*GOAL OF THE EXERCISE*.
Leave the images out. Give every line below again, precisely.
· · · · · · ·
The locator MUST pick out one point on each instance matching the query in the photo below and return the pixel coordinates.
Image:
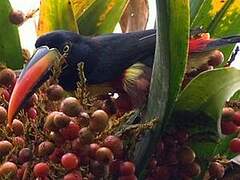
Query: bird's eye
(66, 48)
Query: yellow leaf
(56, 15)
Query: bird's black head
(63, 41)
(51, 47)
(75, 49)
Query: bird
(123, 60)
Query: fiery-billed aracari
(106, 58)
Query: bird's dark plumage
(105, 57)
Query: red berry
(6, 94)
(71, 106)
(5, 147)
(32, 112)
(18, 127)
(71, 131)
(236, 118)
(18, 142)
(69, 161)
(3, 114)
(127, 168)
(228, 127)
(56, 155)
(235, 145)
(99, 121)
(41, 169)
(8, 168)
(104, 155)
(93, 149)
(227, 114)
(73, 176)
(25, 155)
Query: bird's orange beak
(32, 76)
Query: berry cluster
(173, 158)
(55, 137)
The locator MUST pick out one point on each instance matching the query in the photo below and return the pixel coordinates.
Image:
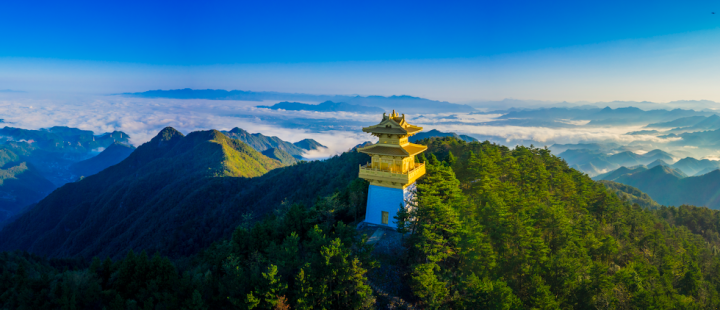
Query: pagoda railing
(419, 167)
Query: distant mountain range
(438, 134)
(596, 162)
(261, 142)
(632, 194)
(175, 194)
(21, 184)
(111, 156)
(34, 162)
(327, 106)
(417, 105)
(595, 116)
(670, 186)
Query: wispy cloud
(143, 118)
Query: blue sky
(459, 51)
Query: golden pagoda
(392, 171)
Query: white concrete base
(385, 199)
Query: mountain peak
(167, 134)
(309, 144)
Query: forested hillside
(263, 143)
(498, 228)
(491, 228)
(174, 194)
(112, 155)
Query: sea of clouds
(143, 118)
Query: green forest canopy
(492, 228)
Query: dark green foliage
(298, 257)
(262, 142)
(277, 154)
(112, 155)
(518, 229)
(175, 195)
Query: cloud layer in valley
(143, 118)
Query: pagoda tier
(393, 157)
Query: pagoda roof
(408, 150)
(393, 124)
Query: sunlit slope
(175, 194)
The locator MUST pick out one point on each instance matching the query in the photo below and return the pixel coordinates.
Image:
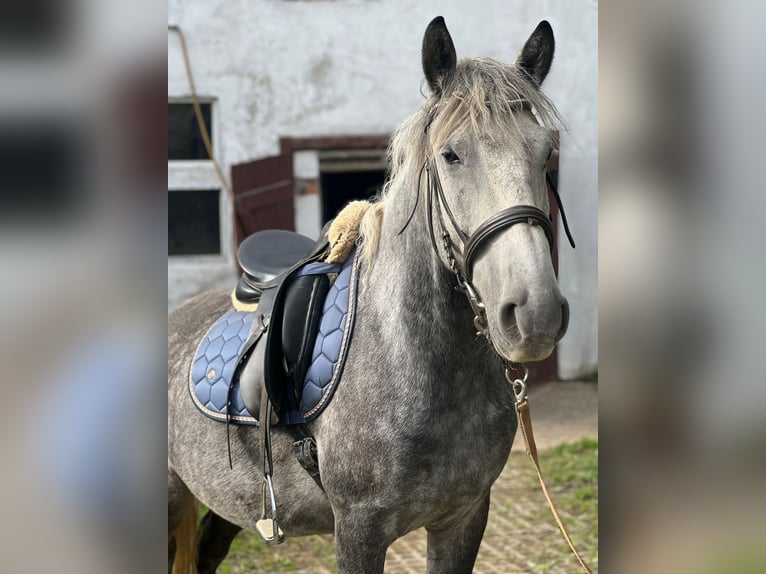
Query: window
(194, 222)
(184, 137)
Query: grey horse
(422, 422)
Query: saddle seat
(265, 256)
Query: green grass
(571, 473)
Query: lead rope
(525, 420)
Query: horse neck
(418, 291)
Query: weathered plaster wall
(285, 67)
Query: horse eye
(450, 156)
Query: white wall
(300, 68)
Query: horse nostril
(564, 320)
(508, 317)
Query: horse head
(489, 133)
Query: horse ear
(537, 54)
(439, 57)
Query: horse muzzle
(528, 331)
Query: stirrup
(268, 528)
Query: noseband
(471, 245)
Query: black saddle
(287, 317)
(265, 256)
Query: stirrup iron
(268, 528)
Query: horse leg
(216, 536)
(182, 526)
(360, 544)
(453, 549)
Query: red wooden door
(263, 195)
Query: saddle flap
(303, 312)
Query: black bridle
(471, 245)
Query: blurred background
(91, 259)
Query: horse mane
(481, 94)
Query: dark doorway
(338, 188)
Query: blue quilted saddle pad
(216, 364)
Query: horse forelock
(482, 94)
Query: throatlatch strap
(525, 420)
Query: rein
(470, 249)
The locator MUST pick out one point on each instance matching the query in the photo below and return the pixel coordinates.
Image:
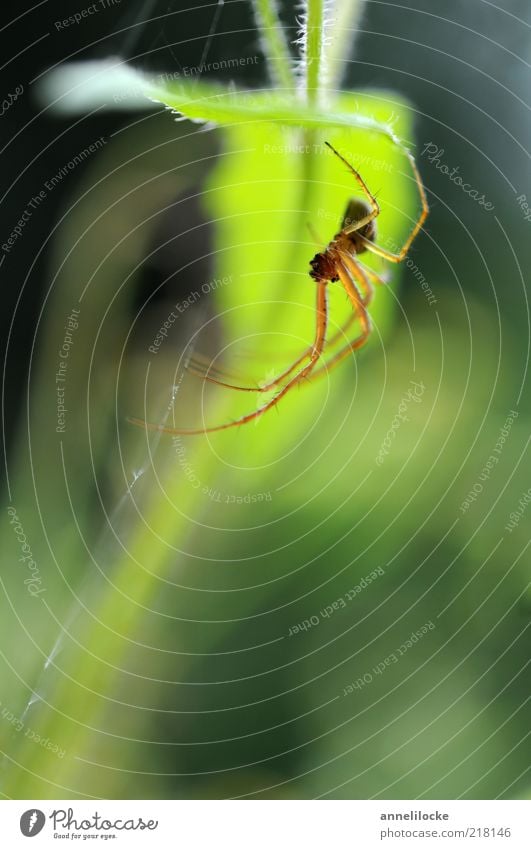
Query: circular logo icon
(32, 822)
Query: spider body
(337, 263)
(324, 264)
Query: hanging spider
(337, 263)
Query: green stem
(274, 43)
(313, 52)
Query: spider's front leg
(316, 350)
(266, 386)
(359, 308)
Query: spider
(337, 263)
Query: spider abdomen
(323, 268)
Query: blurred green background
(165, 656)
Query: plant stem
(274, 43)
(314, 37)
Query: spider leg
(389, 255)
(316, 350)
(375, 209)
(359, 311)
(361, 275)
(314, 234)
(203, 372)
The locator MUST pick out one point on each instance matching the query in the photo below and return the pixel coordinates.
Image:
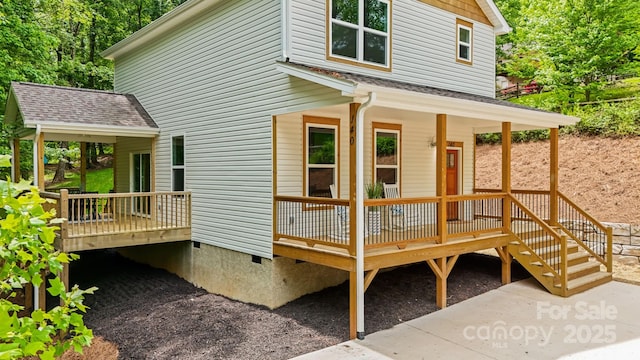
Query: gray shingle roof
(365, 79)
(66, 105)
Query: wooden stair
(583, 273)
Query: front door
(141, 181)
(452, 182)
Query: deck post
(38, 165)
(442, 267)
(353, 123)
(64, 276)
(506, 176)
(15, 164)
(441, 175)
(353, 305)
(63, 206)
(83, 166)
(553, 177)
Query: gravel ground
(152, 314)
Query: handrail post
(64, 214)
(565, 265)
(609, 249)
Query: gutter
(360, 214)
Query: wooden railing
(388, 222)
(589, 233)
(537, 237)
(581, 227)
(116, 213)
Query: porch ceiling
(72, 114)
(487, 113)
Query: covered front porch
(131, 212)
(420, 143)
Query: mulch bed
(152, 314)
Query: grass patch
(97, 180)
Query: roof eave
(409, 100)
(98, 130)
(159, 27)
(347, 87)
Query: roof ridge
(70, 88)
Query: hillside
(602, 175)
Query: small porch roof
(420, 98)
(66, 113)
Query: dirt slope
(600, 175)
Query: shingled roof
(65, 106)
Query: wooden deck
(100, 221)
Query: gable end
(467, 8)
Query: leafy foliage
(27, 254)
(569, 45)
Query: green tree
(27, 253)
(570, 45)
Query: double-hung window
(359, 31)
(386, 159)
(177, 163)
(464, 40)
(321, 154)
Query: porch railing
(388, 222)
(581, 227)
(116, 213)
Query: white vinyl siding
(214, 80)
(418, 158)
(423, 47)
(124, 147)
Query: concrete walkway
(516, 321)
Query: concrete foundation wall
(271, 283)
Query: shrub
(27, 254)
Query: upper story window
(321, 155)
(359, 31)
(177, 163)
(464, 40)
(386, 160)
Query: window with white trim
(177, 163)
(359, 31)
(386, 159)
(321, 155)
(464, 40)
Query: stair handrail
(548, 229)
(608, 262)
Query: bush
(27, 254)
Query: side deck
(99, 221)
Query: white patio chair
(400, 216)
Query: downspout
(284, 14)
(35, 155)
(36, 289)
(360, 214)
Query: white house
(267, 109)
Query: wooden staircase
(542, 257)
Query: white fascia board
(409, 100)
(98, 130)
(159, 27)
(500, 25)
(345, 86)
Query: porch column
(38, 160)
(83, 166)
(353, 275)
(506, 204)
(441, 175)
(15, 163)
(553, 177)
· · · · · · ·
*ANSWER SPACE*.
The locator MUST pick out one point on each instance matching the query in the photo below and return the pixel coordinates.
Image:
Query: bird's eye
(66, 48)
Query: yellow leaf
(56, 15)
Query: bird's black head
(63, 41)
(51, 47)
(75, 49)
Query: bird
(123, 60)
Query: fiery-billed aracari
(106, 58)
Query: bird's dark plumage
(105, 57)
Query: red berry
(6, 94)
(71, 106)
(5, 147)
(32, 112)
(18, 127)
(71, 131)
(236, 118)
(18, 142)
(69, 161)
(3, 114)
(127, 168)
(228, 127)
(56, 155)
(235, 145)
(99, 121)
(41, 169)
(8, 168)
(104, 155)
(93, 149)
(227, 114)
(73, 176)
(25, 155)
Query: bird's orange beak
(32, 76)
Query: berry cluster
(173, 158)
(55, 137)
The locator MUST pick out one point on each instance matching the query in the photo below and return the pixel coordinates.
Image:
Query: pagoda railing
(419, 167)
Query: distant mountain range
(438, 134)
(596, 162)
(261, 142)
(632, 194)
(175, 194)
(21, 184)
(111, 156)
(34, 162)
(327, 106)
(417, 105)
(595, 116)
(670, 186)
Query: wispy cloud
(143, 118)
Query: blue sky
(459, 51)
Query: golden pagoda
(392, 171)
Query: white concrete base
(385, 199)
Query: mountain peak
(167, 134)
(309, 144)
Query: forested hillside
(263, 143)
(498, 228)
(491, 228)
(174, 194)
(112, 155)
Query: sea of clouds
(143, 118)
Query: green forest canopy
(492, 228)
Query: dark green foliage
(298, 257)
(262, 142)
(277, 154)
(112, 155)
(518, 229)
(175, 195)
Query: cloud layer in valley
(143, 118)
Query: pagoda tier
(393, 157)
Query: pagoda roof
(408, 150)
(393, 124)
Query: sunlit slope
(175, 194)
The locator MUST pick out one point on each instance matching the query in the photo below and return the pixel coordinates.
Image:
Query: window
(194, 222)
(184, 137)
Query: grey horse
(422, 422)
Query: saddle seat
(265, 256)
Query: green grass
(571, 473)
Query: lead rope
(525, 420)
Query: horse neck
(418, 291)
Query: weathered plaster wall
(285, 67)
Query: horse eye
(450, 156)
Query: white wall
(300, 68)
Query: horse nostril
(564, 320)
(508, 317)
Query: horse head
(489, 133)
Query: horse ear
(537, 54)
(439, 57)
Query: horse muzzle
(528, 331)
Query: stirrup
(268, 528)
Query: noseband
(471, 245)
Query: black saddle
(287, 317)
(265, 256)
Query: stirrup iron
(268, 528)
Query: horse leg
(216, 536)
(182, 526)
(360, 544)
(453, 549)
Query: red wooden door
(263, 195)
Query: saddle flap
(303, 312)
Query: black bridle
(471, 245)
Query: blurred background
(91, 259)
Query: horse mane
(481, 94)
Query: dark doorway
(338, 188)
Query: blue quilted saddle pad
(216, 364)
Query: horse forelock
(482, 94)
Query: throatlatch strap
(525, 420)
Query: rein
(470, 249)
The locator MUST pick out one point on each instance matching the query in the photo below and return the pixel coordinates.
Image:
Query: circular logo icon
(32, 822)
Query: spider body
(337, 263)
(324, 264)
Query: hanging spider
(337, 263)
Query: green stem
(274, 43)
(313, 52)
Query: spider's front leg
(316, 350)
(266, 386)
(359, 308)
Query: spider
(337, 263)
Query: spider abdomen
(323, 268)
Query: blurred green background
(165, 656)
Query: plant stem
(274, 43)
(314, 37)
Query: spider leg
(389, 255)
(316, 350)
(375, 209)
(359, 311)
(361, 275)
(314, 234)
(203, 372)
The locator MUST pick out one point on each instance matching the query in the photo below and return the pixel coordinates.
Image:
Query: gray shingle roof
(365, 79)
(66, 105)
Query: wooden stair
(583, 273)
Query: front door
(141, 181)
(452, 182)
Query: deck post
(38, 165)
(442, 267)
(353, 123)
(64, 276)
(506, 176)
(15, 164)
(441, 175)
(353, 305)
(63, 206)
(83, 166)
(553, 177)
Query: gravel ground
(152, 314)
Query: handrail post
(64, 214)
(565, 265)
(609, 249)
Query: gutter
(360, 214)
Query: wooden railing
(388, 222)
(589, 233)
(537, 237)
(581, 227)
(116, 213)
Query: porch ceiling
(72, 114)
(487, 113)
Query: covered front porch
(131, 212)
(420, 143)
Query: mulch bed
(152, 314)
Query: grass patch
(97, 180)
Query: roof eave
(409, 100)
(98, 130)
(159, 27)
(347, 87)
Query: roof ridge
(70, 88)
Query: hillside
(602, 175)
Query: small porch roof
(420, 98)
(66, 113)
Query: dirt slope
(600, 175)
Query: shingled roof
(65, 106)
Query: wooden deck
(100, 221)
Query: gable end
(467, 8)
Query: leafy foliage
(27, 254)
(569, 45)
Query: green tree
(27, 253)
(570, 45)
Query: double-hung window
(359, 31)
(386, 159)
(177, 163)
(464, 40)
(321, 154)
Query: porch railing
(388, 222)
(581, 227)
(116, 213)
Query: white vinyl siding
(214, 80)
(418, 158)
(423, 47)
(124, 147)
Query: concrete walkway
(516, 321)
Query: concrete foundation wall
(271, 283)
Query: shrub
(27, 254)
Query: upper story window
(321, 155)
(359, 31)
(177, 163)
(464, 40)
(386, 160)
Query: window with white trim
(177, 163)
(359, 31)
(386, 159)
(321, 155)
(464, 40)
Query: stair handrail
(548, 229)
(608, 262)
Query: bush
(27, 254)
Query: side deck
(99, 221)
Query: white patio chair
(400, 216)
Query: downspout
(284, 14)
(35, 155)
(36, 289)
(360, 214)
Query: white house
(267, 109)
Query: wooden staircase
(542, 257)
Query: white fascia board
(409, 100)
(98, 130)
(159, 27)
(500, 25)
(345, 86)
Query: porch column
(38, 160)
(83, 166)
(353, 275)
(506, 204)
(441, 175)
(15, 163)
(553, 177)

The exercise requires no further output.